SET TASK: Please filter the rows below, keeping every line that contains the word "window". Copy those lines unchanged.

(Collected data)
────────────────
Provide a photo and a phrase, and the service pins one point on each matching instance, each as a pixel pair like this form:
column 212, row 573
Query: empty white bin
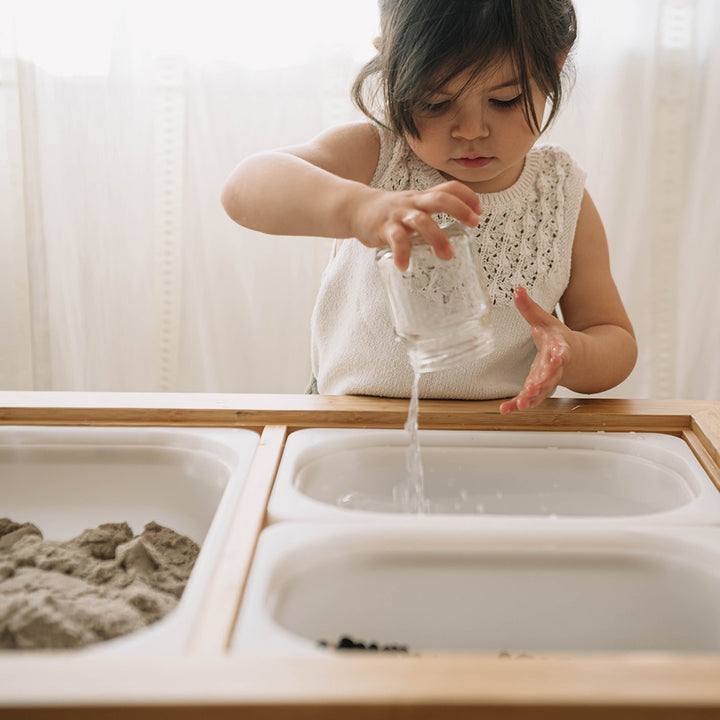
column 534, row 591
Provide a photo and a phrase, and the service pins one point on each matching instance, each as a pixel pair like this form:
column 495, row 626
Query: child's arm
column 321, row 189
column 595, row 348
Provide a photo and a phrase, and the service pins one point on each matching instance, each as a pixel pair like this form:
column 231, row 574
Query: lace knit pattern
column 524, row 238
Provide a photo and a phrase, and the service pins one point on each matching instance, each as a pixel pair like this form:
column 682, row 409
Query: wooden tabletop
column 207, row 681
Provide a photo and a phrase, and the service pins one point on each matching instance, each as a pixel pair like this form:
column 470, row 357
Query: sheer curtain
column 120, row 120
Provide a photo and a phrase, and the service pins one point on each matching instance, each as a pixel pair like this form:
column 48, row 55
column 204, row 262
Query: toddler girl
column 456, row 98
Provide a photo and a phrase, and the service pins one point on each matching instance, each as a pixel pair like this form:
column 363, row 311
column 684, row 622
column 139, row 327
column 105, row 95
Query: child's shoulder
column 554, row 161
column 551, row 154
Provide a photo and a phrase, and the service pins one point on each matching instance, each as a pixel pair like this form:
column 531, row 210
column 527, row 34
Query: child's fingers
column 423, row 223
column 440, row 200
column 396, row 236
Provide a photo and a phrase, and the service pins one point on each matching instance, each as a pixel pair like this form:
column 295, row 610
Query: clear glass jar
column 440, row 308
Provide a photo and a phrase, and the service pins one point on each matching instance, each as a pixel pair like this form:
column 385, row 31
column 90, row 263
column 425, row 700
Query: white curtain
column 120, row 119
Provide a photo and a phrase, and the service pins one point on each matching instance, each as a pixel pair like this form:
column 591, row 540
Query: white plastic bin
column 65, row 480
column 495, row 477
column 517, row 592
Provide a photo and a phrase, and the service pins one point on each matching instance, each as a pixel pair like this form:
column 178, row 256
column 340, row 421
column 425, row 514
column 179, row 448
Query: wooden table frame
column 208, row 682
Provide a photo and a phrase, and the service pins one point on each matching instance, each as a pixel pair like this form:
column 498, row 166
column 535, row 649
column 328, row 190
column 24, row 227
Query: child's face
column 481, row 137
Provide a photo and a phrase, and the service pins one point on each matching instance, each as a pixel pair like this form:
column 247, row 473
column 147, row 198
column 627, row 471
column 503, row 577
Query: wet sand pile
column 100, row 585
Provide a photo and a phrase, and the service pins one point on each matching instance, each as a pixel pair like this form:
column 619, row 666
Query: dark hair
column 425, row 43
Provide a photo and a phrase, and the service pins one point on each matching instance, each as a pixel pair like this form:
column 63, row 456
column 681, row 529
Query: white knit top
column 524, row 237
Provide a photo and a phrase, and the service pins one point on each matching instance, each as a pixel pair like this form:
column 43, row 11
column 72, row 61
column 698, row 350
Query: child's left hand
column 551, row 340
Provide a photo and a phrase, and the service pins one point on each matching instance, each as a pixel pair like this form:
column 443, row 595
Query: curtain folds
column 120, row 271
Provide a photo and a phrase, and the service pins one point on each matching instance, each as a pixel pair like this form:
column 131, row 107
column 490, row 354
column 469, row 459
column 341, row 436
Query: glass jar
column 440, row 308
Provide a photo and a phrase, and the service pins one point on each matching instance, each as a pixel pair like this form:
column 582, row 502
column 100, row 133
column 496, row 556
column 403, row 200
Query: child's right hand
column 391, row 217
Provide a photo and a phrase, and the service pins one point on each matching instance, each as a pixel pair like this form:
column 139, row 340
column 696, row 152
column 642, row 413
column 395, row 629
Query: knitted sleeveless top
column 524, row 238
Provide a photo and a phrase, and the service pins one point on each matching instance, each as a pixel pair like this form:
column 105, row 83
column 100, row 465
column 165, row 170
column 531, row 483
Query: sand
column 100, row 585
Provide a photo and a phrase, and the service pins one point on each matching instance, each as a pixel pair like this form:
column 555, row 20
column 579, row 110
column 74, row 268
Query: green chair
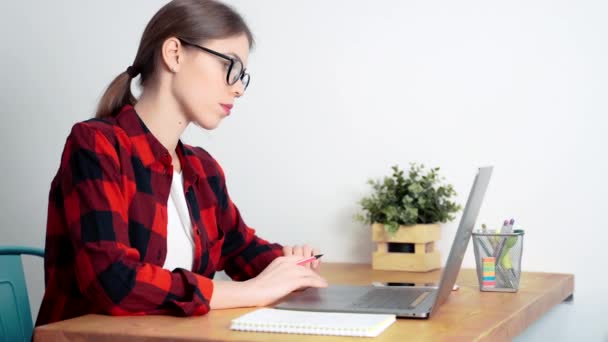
────────────────
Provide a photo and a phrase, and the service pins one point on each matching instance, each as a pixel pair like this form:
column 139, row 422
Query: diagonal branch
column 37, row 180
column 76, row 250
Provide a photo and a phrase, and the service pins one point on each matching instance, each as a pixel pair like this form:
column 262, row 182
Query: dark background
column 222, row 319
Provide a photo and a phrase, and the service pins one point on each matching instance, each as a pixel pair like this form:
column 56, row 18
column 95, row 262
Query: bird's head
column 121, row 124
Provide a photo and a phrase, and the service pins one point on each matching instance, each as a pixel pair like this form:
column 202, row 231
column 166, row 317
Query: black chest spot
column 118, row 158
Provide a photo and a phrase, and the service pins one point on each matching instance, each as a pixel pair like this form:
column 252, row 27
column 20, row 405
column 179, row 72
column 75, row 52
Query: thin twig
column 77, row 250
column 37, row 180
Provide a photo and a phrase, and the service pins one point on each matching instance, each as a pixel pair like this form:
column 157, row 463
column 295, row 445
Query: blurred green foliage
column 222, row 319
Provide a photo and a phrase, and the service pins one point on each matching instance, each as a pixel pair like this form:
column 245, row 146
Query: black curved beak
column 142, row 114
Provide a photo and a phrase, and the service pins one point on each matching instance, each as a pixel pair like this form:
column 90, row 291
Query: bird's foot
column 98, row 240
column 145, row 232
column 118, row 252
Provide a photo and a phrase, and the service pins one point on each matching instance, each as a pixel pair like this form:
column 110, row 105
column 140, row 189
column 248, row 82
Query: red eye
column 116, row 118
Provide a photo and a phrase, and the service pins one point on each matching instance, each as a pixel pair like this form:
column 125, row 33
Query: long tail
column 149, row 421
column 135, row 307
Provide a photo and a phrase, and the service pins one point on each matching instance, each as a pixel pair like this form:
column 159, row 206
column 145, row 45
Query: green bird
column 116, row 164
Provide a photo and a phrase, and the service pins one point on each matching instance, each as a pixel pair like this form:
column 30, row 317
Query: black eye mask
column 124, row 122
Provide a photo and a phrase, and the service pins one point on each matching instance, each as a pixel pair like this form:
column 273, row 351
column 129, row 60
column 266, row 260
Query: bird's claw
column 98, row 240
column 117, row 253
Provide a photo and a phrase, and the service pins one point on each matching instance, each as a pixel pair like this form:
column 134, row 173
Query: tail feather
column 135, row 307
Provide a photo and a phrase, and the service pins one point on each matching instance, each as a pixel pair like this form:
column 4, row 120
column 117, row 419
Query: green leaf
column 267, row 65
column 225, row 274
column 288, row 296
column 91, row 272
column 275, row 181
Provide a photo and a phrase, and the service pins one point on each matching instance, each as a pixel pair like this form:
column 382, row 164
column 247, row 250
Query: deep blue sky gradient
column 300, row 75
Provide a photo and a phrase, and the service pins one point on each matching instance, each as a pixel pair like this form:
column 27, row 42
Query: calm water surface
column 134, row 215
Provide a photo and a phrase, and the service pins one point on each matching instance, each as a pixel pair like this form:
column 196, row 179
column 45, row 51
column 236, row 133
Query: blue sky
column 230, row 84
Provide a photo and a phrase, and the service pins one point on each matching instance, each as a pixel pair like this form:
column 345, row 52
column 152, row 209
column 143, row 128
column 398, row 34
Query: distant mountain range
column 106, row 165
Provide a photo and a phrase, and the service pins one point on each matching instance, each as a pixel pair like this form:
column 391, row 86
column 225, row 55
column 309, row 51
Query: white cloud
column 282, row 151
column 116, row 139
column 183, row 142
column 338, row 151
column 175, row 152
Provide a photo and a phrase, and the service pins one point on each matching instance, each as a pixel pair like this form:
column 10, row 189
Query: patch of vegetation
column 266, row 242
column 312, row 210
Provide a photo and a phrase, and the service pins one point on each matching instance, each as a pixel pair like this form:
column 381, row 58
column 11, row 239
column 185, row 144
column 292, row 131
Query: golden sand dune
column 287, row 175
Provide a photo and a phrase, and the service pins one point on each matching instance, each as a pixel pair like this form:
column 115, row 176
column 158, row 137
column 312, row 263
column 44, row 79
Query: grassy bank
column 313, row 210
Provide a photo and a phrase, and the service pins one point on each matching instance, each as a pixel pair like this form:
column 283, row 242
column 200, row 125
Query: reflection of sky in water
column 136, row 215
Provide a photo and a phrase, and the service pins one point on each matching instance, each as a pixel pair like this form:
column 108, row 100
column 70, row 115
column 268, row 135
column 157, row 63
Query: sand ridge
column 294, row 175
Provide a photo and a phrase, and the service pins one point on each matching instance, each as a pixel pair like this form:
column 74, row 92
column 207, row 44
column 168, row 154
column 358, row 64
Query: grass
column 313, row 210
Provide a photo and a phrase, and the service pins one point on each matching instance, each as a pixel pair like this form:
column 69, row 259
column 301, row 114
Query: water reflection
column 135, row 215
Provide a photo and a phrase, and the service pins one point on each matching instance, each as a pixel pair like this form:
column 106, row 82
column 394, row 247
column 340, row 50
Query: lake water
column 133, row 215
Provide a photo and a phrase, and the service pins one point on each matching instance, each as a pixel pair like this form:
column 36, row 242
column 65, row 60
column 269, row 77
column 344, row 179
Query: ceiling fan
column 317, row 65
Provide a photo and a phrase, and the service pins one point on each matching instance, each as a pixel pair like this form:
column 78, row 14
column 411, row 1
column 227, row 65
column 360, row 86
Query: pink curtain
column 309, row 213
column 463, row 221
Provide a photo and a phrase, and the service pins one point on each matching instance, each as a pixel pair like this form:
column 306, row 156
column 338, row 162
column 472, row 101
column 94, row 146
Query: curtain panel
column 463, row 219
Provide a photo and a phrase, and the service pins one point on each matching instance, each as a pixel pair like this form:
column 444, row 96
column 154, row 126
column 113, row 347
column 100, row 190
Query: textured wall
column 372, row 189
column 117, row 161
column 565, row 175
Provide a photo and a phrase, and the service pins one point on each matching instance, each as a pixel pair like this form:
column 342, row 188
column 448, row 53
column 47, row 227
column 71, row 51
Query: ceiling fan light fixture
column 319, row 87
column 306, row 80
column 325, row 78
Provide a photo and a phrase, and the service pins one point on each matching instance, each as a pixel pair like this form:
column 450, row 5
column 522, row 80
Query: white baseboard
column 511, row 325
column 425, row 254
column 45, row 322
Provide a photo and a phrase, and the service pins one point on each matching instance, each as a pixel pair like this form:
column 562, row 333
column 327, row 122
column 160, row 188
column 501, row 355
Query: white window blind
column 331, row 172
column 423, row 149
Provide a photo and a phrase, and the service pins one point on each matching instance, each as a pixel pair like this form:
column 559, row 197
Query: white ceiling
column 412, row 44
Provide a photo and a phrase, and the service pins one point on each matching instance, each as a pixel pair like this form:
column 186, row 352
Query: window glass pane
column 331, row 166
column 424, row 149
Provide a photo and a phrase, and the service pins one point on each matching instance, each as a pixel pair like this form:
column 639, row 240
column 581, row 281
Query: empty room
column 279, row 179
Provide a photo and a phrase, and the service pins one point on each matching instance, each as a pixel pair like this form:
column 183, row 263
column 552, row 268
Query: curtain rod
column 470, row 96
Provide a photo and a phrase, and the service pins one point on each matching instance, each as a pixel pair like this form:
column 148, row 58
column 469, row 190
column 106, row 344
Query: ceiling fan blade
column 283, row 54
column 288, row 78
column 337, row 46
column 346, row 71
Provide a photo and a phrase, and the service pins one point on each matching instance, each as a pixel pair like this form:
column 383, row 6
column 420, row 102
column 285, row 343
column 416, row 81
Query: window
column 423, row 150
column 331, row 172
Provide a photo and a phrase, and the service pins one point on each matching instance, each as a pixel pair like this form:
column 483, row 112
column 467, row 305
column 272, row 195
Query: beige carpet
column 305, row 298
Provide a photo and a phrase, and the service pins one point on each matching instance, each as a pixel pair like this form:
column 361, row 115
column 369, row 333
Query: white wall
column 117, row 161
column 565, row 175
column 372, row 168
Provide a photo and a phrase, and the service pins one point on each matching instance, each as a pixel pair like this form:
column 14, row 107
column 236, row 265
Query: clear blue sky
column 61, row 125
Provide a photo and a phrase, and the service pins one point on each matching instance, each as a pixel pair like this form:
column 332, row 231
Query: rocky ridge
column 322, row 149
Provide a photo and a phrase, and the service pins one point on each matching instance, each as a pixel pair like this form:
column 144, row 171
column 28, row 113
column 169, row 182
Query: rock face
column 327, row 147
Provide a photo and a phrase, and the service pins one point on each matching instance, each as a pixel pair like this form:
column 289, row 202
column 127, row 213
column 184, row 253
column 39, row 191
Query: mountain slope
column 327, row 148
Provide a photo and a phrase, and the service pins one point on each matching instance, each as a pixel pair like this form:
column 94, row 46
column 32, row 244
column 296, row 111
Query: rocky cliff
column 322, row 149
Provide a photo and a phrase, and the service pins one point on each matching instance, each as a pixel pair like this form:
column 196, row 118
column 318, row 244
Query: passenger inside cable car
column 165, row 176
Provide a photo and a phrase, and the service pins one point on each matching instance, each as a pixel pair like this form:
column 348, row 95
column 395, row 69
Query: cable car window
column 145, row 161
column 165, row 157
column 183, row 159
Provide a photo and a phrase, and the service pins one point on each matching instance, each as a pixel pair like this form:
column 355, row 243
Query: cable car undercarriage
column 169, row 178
────────────────
ANSWER:
Query: white window blind
Query: window glass pane
Query: window
Query: cable car window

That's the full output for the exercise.